• [Texto de leitura]

16 ago 2008, Posted by degustadoresfronte in Notícias e Artigos

Não se sabe ao certo quem introduziu a vinha nessa região situada bem no coração da França, mas podemos afirmar que os invasores romanos já a encontraram ali quando chegaram, por volta do século II d. C.. Os povos celtas que a habitavam já cultivavam a vinha nessa época e a influência romana foi fundamental para que se produzisse bom vinho na região. Dados históricos nos permitem falar em uma vitivinicultura borgonhesa desenvolvida em termos comerciais já no século IV.

Com a desintegração do Império Romano, a região foi tomada por uma série de povos bárbaros vindos do norte. Sucessivamente Francos, Alamanos e Vândalos invadiram a região, chegando depois os Burgúndios, povo originário da Escandinávia, que ali se fixou e emprestou seu nome a essas terras formando um grande reino que se estenderia de Dijon a Lyon.

Esse povo tomou para si a tradição romana da vitivinicultura e a conduziu pela história. Mais tarde, com a conversão da população local ao cristianismo, coube à Igreja, principalmente aos monges beneditinos de Cluny, cuidar com carinho da manutenção dos vinhedos e da produção do vinho. Resumindo bastante a história, o vinho da Borgonha chega aos nossos dias como um dos dois vinhos mais prestigiados da França – dividindo as preferências com os vinhos de Bordeaux — e de todo o mundo.

O paralelo existente entre as duas regiões é bastante curioso e merece ser citado. Se em Bordeaux nós temos uma forte influência protestante, devido à sua proximidade com a Inglaterra, na Borgonha a presença da Igreja e de seus monges –os grandes “ enólogos” da Idade Média – é fortíssima. Em Bordeaux encontramos propriedades relativamente grandes, chamadas de Châteaux; na Borgonha predominam as pequenas propriedades, geralmente com gestão familiar, normalmente denominadas Domaines. Os vinhos bordaleses – tanto os tintos quanto os brancos— são vinhos de corte ou mescla onde entram várias uvas; o da Borgonha é mono-varietal. Os tintos de Bordeaux, onde predominam as uvas Cabernet Sauvignon e a Merlot, são mais adstringentes, viris e longevos, sendo tradicionalmente associados aos valores masculinos; na Borgonha o vinho é mais amável e delicado, o que leva a ser definido como mais feminino. Como se pode ver, as diferenças não são poucas entre as duas mais notáveis regiões francesas, e no entanto os vinhos de ambas podem ser formidáveis, cabendo ao gosto de cada um fazer a escolha.

• [Tarefa proposta 1]
Reproduza fielmente o trecho do texto sobre a história do vinho da Borgonha que começa nas palavras "Não se sabe" e termina após as palavras "no século IV.".

• [Dados fornecidos]
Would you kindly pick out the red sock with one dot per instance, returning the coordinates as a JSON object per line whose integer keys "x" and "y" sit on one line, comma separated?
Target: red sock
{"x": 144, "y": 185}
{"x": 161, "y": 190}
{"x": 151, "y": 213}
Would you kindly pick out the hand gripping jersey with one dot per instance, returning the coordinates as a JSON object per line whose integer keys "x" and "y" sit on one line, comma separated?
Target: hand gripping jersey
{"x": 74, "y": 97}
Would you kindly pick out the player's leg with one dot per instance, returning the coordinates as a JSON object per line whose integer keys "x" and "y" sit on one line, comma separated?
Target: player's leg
* * *
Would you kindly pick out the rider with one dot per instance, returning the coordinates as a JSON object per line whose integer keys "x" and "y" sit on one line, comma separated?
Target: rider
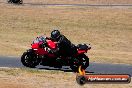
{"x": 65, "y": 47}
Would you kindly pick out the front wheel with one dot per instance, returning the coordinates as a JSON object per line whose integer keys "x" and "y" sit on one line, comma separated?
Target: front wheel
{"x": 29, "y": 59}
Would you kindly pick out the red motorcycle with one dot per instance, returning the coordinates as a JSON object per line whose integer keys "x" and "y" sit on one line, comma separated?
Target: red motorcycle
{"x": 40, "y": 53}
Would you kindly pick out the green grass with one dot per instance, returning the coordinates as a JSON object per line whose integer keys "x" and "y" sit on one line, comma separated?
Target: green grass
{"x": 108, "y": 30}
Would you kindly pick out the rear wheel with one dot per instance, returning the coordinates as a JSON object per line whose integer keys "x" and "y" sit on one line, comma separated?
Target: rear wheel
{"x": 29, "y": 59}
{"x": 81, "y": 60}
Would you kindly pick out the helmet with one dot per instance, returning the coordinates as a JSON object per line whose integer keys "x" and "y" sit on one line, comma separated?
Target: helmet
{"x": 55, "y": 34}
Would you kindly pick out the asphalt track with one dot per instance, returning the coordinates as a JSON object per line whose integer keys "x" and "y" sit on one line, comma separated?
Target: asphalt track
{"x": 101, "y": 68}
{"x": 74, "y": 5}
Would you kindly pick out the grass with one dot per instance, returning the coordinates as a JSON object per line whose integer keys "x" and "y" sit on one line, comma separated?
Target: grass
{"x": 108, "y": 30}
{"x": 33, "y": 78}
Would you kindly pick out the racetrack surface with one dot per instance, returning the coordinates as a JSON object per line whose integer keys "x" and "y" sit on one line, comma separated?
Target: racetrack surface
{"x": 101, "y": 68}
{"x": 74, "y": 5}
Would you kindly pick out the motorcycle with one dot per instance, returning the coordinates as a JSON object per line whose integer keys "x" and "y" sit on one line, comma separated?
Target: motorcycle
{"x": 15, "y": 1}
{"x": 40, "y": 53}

• [Tarefa proposta 2]
Atualize as linhas da listagem da linha que contém "Would you kindly pick out the player's" até a linha que contém "Target: player's leg", inclusive, trocando "player's leg" por "player's arm" e deixando todo o resto igual. Apresente apenas essas linhas.

• [Resolução comentada 1]
Não se sabe ao certo quem introduziu a vinha nessa região situada bem no coração da França, mas podemos afirmar que os invasores romanos já a encontraram ali quando chegaram, por volta do século II d. C.. Os povos celtas que a habitavam já cultivavam a vinha nessa época e a influência romana foi fundamental para que se produzisse bom vinho na região. Dados históricos nos permitem falar em uma vitivinicultura borgonhesa desenvolvida em termos comerciais já no século IV.

• [Resolução comentada 2]
Would you kindly pick out the player's arm with one dot per instance, returning the coordinates as a JSON object per line whose integer keys "x" and "y" sit on one line, comma separated?
Target: player's arm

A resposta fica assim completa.